THE TASKS:
1. In the blog post, which song did people start singing while looking through a songbook at a family gathering?
2. Give every name from "Little Black Sambo" that the blog post quotes as seeming more American than Tamil.

PASSAGE SHOWN:
:::

If you’re an urban, college-educated nontheist singing 19th-century Southern rural religious music, there are two options. You can take out the weird and uncomfortable bits and make it be about friendship:

What wondrous love is this, O my soul, O my soul?
What wondrous love is this, that brings my heart such bliss,
and takes away the pain of my soul.

When I was sinking down, sinking down, sinking down
When I was sinking down, beneath my sorrows ground,
friends to me gathered round, O my soul.

(Unitarian Universalist hymnal)

Or you can sing it un-retouched:

What wondrous love is this, O my soul, O my soul,
What wondrous love is this that caused the Lord of bliss
To bear the dreadful curse for my soul!

When I was sinking down, sinking down, sinking down,
When I was sinking down beneath God’’s righteous frown,
Christ laid aside His crown for my soul.

(anon, published 1811 in Lynchburg Virginia, A General Selection of the Newest and Most Admired Hymns and Spiritual Songs Now in Use)

The obvious thing for a blog post to do here is to make a point about one of these being better than the other, but I’m not sure. I find it kind of icky to tidy up and happify music that is at its heart deeply concerned with Hell and who is going there.

But the hipster approach, to sing the original lyrics with no connection to the value system of people who made them, also feels weird. If this weren’t white Americans singing music by other white Americans, it would be called cultural appropriation.

But I don’t think anything bad is happening, or at least not worse than leaving urban atheists without this weirdly beautiful music.

Tradition gone bad

Yesterday at a family gathering, people were flipping through a songbook and began to sing “Sleep, Kentucky Babe.”

Various people were dismayed by various parts of the song—some by the second verse, which threatens the wakeful child with being snatched by the bogeyman, but mostly by the 1890s minstrel-show feel of the language.

’Skeeters am a hummin’ on de honeysuckle vine,—
Sleep, Kentucky Babe!
Sandman am a comin’ to dis little coon of mine,—
Sleep, Kentucky Babe!
Silv’ry moon am shinin’ in de heabens up above,
Bobolink am pinin’ fo’ his little lady love:
Yo’ is mighty lucky,
Babe of old Kentucky,—
Close yo’ eyes in sleep.

The version in our songbook was considerably cleaned up from the original, but still pretty bad. I understand people’s attachment to songs from their childhood, especially ones they learned from their parents.  But does it really fix things to change “Lay yo’ kinky, woolly head on yo’ mammy’s breast” to “Lay your little curly head on your mama’s breast”?

A similarly awkward piece of my childhood is the book “Little Black Sambo.” White people love to complain that this cherished piece of their childhood has been taken away by political correctness.

It seems likely that Helen Bannerman’s original 1899 book was about a Tamil or South Indian child, since she traveled in India (and since tigers live there). But the names “black Sambo,” “black Mumbo,” and “black Jumbo,” combined with the illustrations, seem more American than Tamil:

sambo's family

The actual story has nothing wrong with it; it’s essentially about dealing with bullies. A young boy with a fine new outfit goes for a walk. He meets a series of tigers that want to eat him, but he bribes each of them with a piece of his clothing and praises their fancy clothes. The vain tigers argue about who is the grandest tiger in the jungle, and their fight becomes so heated that they melt into a puddle of butter. The boy collects his clothes and the butter, and when he goes home his mother makes pancakes.

:::

Stored data entries
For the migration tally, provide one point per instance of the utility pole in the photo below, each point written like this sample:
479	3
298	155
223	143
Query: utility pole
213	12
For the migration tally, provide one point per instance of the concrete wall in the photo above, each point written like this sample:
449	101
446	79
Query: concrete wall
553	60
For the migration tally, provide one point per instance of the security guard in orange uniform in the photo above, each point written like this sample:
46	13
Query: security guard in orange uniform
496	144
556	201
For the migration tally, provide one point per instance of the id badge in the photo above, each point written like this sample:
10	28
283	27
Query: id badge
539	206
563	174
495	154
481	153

:::

ANSWERS PER TASK:
1. "Sleep, Kentucky Babe."

2. "black Sambo," "black Mumbo," "black Jumbo"